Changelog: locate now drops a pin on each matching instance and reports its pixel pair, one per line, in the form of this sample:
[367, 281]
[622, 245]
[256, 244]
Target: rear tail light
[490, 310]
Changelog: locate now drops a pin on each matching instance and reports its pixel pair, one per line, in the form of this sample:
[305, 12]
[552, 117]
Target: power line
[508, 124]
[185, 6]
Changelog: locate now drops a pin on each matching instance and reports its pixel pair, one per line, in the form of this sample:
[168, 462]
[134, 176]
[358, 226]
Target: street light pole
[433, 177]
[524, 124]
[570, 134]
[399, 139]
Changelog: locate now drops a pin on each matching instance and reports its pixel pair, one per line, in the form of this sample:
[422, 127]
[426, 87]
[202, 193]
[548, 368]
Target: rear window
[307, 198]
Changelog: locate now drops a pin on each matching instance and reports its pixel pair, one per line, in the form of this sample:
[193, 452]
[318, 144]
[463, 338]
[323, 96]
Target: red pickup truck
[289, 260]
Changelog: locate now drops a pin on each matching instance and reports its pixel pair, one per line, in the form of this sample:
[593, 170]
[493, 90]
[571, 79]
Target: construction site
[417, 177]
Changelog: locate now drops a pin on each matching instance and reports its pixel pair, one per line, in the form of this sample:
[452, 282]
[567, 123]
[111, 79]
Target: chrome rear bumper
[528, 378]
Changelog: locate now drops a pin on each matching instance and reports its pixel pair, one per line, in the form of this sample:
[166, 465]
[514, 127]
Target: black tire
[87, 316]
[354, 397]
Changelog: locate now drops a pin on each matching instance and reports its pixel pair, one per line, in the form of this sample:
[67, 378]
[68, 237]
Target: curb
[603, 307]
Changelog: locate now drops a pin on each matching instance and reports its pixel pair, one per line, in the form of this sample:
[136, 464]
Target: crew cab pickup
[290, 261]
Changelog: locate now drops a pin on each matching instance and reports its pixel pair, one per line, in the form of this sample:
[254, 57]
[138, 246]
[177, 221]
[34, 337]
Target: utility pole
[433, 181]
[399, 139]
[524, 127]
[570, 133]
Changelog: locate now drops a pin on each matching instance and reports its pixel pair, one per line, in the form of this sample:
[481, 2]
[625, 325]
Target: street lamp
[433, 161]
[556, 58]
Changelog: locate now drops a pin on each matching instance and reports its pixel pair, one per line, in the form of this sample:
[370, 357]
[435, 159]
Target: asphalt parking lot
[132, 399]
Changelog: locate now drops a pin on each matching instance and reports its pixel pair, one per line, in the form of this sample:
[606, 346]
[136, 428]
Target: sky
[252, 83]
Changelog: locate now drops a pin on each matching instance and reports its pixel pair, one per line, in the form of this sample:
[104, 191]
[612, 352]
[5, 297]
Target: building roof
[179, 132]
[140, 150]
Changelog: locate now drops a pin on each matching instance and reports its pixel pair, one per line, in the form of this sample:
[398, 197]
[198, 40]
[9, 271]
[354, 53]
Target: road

● ● ●

▶ **THE PROBLEM**:
Quote all the records. Keep every word exact.

▶ **CORRECT ANSWER**:
Changelog: locate now drops a pin on each matching instance and reports its pixel pair, one per line, in the form of this sample:
[367, 281]
[622, 245]
[256, 244]
Target: rear tail light
[490, 310]
Changelog: locate now drops a pin on each matching instance and reports its pixel pair, one per line, in the form of this sample:
[305, 12]
[552, 117]
Target: power line
[508, 124]
[185, 6]
Changelog: locate now drops a pin on each matching instance and reports its pixel pair, one per line, in the form of this sample:
[168, 462]
[134, 176]
[358, 226]
Target: street light pole
[433, 177]
[524, 124]
[570, 134]
[399, 139]
Changelog: locate now drops a pin on each matching instance and reports its pixel pair, one per line, in the form of this sample:
[422, 127]
[426, 87]
[202, 193]
[548, 368]
Target: rear window
[307, 198]
Changelog: locate now drops a pin on each matching instance and reports its pixel pair, one per line, in the form of this sample:
[193, 452]
[318, 144]
[463, 338]
[323, 96]
Target: red pickup truck
[289, 260]
Changelog: locate now drops a pin on each matching instance and reports its pixel pair, one per line, in the form of this sample:
[593, 170]
[493, 90]
[571, 79]
Target: construction site
[417, 177]
Changelog: locate now drops a pin on each matching instance and reports its pixel pair, one per line, in the form of this sample:
[452, 282]
[567, 123]
[111, 79]
Target: chrome rear bumper
[528, 378]
Changelog: locate now drops a pin on each matching instance and reports its pixel pair, one per line, in the form of this sample:
[166, 465]
[514, 127]
Target: black tire
[87, 316]
[354, 397]
Changelog: locate now drops a pin on each matching instance and reports its pixel pair, one per line, in the form of this sample:
[67, 378]
[68, 237]
Target: curb
[603, 307]
Changelog: locate now drops a pin on each matching instance and reports its pixel pair, one per line, in the form of this sample:
[136, 464]
Target: crew cab pickup
[290, 261]
Changelog: locate now drops a pin on each matching instance and reports its pixel pair, one per line, in the form of this sample:
[254, 57]
[138, 246]
[177, 221]
[34, 337]
Target: utility pole
[433, 181]
[399, 139]
[524, 127]
[570, 133]
Changelog: locate now drops a pin on each matching instance and reports its pixel pair, one per line, in the form of this sample:
[481, 2]
[625, 325]
Target: street lamp
[433, 161]
[556, 58]
Changelog: locate now drops a pin on each matching instance and reports its pixel pair, one per line, in the form of this sample:
[370, 357]
[435, 159]
Target: asphalt parking lot
[132, 399]
Changelog: locate now drops a pin on each matching instance and reports its pixel pair, one per line, in the form of this sample:
[606, 346]
[136, 428]
Target: sky
[252, 83]
Changelog: locate now drops a pin on each matching instance and reports its pixel pair, one per line, in the form of this sample:
[104, 191]
[612, 352]
[5, 297]
Target: building roof
[179, 132]
[140, 150]
Changelog: locate now drops a pin on each matching instance and reports its pixel pair, one per line, in the form of this sample:
[398, 197]
[198, 40]
[9, 271]
[354, 53]
Target: road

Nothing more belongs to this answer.